→ WHAT TO WORK ON: Every record that follows should be printed verbatim.

■ ■ ■

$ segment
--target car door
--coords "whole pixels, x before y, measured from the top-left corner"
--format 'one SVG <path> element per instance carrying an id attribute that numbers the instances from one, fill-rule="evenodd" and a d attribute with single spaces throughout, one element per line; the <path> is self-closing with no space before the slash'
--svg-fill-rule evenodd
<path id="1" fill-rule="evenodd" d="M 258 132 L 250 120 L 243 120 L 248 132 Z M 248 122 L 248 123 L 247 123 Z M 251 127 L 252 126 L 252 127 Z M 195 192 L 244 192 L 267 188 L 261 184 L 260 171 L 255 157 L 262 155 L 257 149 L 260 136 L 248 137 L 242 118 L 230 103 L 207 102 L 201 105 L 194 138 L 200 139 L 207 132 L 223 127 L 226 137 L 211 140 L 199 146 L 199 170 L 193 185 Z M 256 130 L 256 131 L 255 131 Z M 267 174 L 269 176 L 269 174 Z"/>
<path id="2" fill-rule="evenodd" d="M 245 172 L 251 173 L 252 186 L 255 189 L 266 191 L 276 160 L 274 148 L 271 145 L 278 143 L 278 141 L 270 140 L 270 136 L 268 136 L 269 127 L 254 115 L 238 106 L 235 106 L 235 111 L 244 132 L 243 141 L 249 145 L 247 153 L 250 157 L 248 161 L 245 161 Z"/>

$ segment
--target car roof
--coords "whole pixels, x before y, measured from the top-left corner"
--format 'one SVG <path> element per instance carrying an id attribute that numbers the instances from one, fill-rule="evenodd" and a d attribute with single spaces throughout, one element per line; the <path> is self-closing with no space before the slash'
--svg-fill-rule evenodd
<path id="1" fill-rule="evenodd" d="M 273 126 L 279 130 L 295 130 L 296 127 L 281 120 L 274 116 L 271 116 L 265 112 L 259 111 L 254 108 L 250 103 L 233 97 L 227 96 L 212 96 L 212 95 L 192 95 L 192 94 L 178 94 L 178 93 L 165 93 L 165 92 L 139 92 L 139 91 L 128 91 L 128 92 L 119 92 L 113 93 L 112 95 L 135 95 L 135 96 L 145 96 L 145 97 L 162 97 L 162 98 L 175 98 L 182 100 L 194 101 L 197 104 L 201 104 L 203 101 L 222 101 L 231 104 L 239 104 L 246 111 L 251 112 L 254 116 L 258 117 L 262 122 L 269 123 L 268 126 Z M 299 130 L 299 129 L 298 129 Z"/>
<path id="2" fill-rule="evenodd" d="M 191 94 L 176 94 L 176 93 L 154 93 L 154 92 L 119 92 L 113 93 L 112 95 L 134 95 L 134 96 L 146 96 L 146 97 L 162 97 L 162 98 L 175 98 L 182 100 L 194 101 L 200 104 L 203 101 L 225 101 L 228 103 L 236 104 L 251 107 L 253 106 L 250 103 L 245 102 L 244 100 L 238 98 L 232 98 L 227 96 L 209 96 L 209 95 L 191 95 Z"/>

■ ■ ■

→ SOLUTION TO THE PROBLEM:
$ segment
--target car door
--coords "whole pixels, x before y, measured from the top-left corner"
--format 'one SVG <path> element per instance carrying an id attribute that numbers the instances from one, fill-rule="evenodd" and a d attribute with single spaces throughout, one element per line; the <path> is self-closing with no space before the slash'
--svg-fill-rule evenodd
<path id="1" fill-rule="evenodd" d="M 258 132 L 250 120 L 243 120 L 248 132 Z M 248 122 L 248 123 L 247 123 Z M 251 127 L 252 126 L 252 127 Z M 195 192 L 244 192 L 267 188 L 261 184 L 260 171 L 255 157 L 262 155 L 257 149 L 260 136 L 248 137 L 242 118 L 230 103 L 207 102 L 201 105 L 194 138 L 200 139 L 207 132 L 223 127 L 226 137 L 211 140 L 199 146 L 199 170 L 193 185 Z M 256 130 L 256 131 L 255 131 Z M 267 174 L 269 176 L 269 174 Z"/>
<path id="2" fill-rule="evenodd" d="M 245 172 L 251 173 L 252 186 L 255 189 L 266 191 L 276 160 L 274 148 L 271 145 L 278 143 L 278 141 L 270 140 L 270 136 L 268 136 L 269 127 L 254 115 L 238 106 L 235 106 L 235 111 L 244 132 L 243 141 L 249 145 L 247 153 L 250 157 L 248 161 L 245 161 Z"/>

$ segment
--target car roof
--coords "whole pixels, x before y, measured from the top-left corner"
--format 'one SVG <path> element per instance carrying an id attribute that numbers the instances from one, fill-rule="evenodd" and a d attribute with single spaces throughout, one element per line; the <path> is self-closing with no space before the slash'
--svg-fill-rule evenodd
<path id="1" fill-rule="evenodd" d="M 273 126 L 279 130 L 295 130 L 296 127 L 281 120 L 274 116 L 271 116 L 265 112 L 259 111 L 254 108 L 250 103 L 233 97 L 227 96 L 212 96 L 212 95 L 192 95 L 192 94 L 178 94 L 178 93 L 165 93 L 165 92 L 139 92 L 139 91 L 128 91 L 128 92 L 119 92 L 113 93 L 112 95 L 135 95 L 135 96 L 145 96 L 145 97 L 162 97 L 162 98 L 175 98 L 182 100 L 194 101 L 197 104 L 201 104 L 203 101 L 222 101 L 231 104 L 239 104 L 246 111 L 251 112 L 254 116 L 258 117 L 262 122 L 269 123 L 268 126 Z M 299 130 L 299 129 L 298 129 Z"/>
<path id="2" fill-rule="evenodd" d="M 191 94 L 176 94 L 176 93 L 154 93 L 154 92 L 119 92 L 113 93 L 112 95 L 134 95 L 134 96 L 146 96 L 146 97 L 162 97 L 162 98 L 175 98 L 182 100 L 194 101 L 200 104 L 203 101 L 225 101 L 228 103 L 236 104 L 251 107 L 253 106 L 250 103 L 245 102 L 244 100 L 238 98 L 232 98 L 227 96 L 209 96 L 209 95 L 191 95 Z"/>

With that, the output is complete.